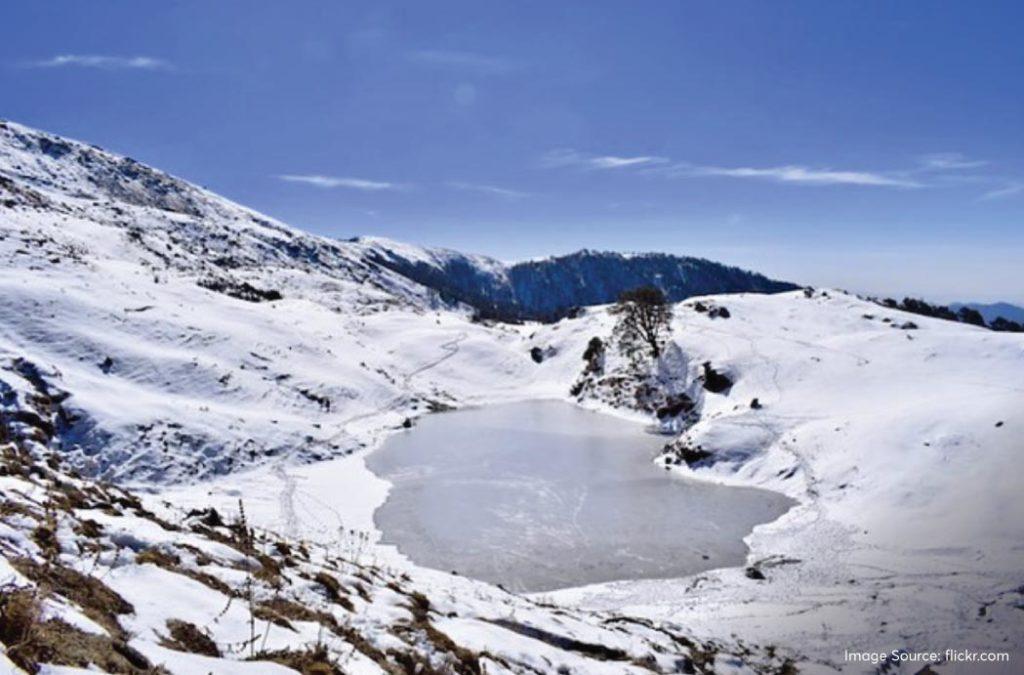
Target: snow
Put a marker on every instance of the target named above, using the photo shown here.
(901, 446)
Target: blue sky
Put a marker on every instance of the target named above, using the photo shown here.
(871, 145)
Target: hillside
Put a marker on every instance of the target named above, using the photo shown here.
(551, 288)
(199, 353)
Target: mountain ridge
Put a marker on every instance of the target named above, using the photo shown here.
(550, 288)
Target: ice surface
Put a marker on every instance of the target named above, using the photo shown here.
(542, 495)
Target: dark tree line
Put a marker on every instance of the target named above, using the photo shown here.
(964, 314)
(644, 320)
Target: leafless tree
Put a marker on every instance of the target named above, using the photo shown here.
(644, 320)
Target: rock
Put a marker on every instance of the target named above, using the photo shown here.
(692, 456)
(715, 381)
(675, 405)
(594, 355)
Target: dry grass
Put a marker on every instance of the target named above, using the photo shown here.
(31, 641)
(93, 596)
(333, 589)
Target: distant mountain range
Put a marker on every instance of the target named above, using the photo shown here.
(551, 288)
(993, 310)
########
◆ **SHORT PROBLEM**:
Quote exactly the line containing "Target: blue sky" and every later line through the end of the listing, and no other lines.

◆ **ANSWER TO THIS TASK**:
Target: blue sky
Put a marker on every instance of the target named above, using the photo shown here.
(871, 145)
Target: hillside
Put a marker on every instance of the target named above, using the photo shown here.
(551, 288)
(199, 353)
Target: mountain ridge
Put a marker on every instance of the target named above, using the photo shown here.
(550, 288)
Target: ice surface
Put a marker on every instance of the target named above, using the photo shown here.
(542, 495)
Target: dark tree line
Put a marker on every instance of the target named above, using the photo shown here.
(964, 314)
(644, 320)
Target: leafless tree
Put a marker on every instance of the target named above, using the photo shown here.
(644, 320)
Target: rock
Put a marker on every instance of the target named above, using the photo shown here.
(692, 456)
(715, 381)
(675, 405)
(594, 355)
Target: dry grass
Put a marker on every instance of the target named above, using the photo shown here.
(31, 641)
(93, 596)
(333, 589)
Target: distant mountain range
Put a marker on every instance of the target named above, using the photo shown here.
(551, 288)
(993, 310)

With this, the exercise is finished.